PASSAGE:

=-=-=-=-=

According to a report issued on Monday amid a discussion about the role of the world’s largest bilateral creditor, African countries’ debts with China are a third of what they owe to non-Chinese private lenders, and interest rates are little over half.
12 percent of the continent’s $696 billion external debts in 2020 were owed to Chinese public and private lenders, while 35 percent were owed to other private creditors, according to a campaign’s study of World Bank statistics.
China’s lending to emerging economies has garnered increased attention as certain countries have encountered debt difficulties and Western authorities have urged China to expedite restructurings. However, bondholders and oil dealers have also been criticised.
“Private lenders did not participate in the G20’s debt suspension scheme during the pandemic,” said Tim Jones, the head of strategy at Debt Justice, a British organisation that advocates against “poverty induced by unfair debt.”
Jones stated, “There can be no effective debt solution without the participation of private lenders.”
In 2021, the average interest rate on debt payments owed to China was 2.7%, compared to 5% for non-Chinese private debt, according to calculations by Debt Justice based on World Bank data.
It was found that there were significant discrepancies across the 24 African nations that spend more than 15% of their government revenue on debt service.
Six nations, namely Angola, Cameroon, the Republic of the Congo, Djibouti, Ethiopia, and Zambia, paid more than one-third of their debts to Chinese lenders in 2021, while 12 nations paid more than one-third of their debts to other private creditors.

=-=-=-=-=

ACTIVITY 1:
Answer these questions using the passage on African debt.
(a) What share of the continent's external debts in 2020 was owed to Chinese public and private lenders?
(b) What position does Tim Jones hold at Debt Justice?
(c) What was the average interest rate in 2021 on debt payments owed to China?
ACTIVITY 2:
List the nations that the passage on African debt names as paying more than one-third of their debts to Chinese lenders in 2021.
ACTIVITY 3:
Reproduce the passage on African debt from "Six nations, namely" up to and including "other private creditors.".

Items listed in a dataset:
=-=-=-=-=

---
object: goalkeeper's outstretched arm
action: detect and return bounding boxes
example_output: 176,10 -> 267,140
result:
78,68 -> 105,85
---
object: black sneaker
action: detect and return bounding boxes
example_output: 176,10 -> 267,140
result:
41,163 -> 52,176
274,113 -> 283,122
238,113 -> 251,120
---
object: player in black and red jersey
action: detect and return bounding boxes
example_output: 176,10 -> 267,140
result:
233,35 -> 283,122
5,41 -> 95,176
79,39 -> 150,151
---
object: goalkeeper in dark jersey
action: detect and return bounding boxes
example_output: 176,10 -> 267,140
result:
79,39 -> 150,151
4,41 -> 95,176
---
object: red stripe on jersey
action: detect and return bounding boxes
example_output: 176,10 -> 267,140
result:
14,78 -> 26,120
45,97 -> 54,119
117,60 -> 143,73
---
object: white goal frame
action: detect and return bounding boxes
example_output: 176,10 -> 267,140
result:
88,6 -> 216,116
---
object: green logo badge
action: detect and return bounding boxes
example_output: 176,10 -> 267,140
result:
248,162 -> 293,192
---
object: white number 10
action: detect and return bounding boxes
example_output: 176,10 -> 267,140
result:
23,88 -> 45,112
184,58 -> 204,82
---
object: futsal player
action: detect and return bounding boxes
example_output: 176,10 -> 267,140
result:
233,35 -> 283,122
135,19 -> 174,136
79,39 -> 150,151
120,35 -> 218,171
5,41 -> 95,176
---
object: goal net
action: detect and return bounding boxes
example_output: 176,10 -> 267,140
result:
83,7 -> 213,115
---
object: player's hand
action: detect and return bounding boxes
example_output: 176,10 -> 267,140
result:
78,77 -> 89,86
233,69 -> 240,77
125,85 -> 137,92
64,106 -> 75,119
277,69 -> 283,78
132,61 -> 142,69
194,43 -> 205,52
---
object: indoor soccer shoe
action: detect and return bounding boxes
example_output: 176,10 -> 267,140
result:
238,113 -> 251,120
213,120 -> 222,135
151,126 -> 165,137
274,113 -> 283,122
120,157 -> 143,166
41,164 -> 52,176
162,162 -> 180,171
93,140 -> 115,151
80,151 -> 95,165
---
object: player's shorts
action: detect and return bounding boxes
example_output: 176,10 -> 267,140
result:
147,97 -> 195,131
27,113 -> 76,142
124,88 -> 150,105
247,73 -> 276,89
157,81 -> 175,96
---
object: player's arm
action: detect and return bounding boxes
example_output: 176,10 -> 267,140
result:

=-=-=-=-=

ANSWER AREA 1:
(a) 12 percent
(b) Head of strategy
(c) 2.7%

ANSWER AREA 2:
Angola, Cameroon, the Republic of the Congo, Djibouti, Ethiopia, Zambia

ANSWER AREA 3:
Six nations, namely Angola, Cameroon, the Republic of the Congo, Djibouti, Ethiopia, and Zambia, paid more than one-third of their debts to Chinese lenders in 2021, while 12 nations paid more than one-third of their debts to other private creditors.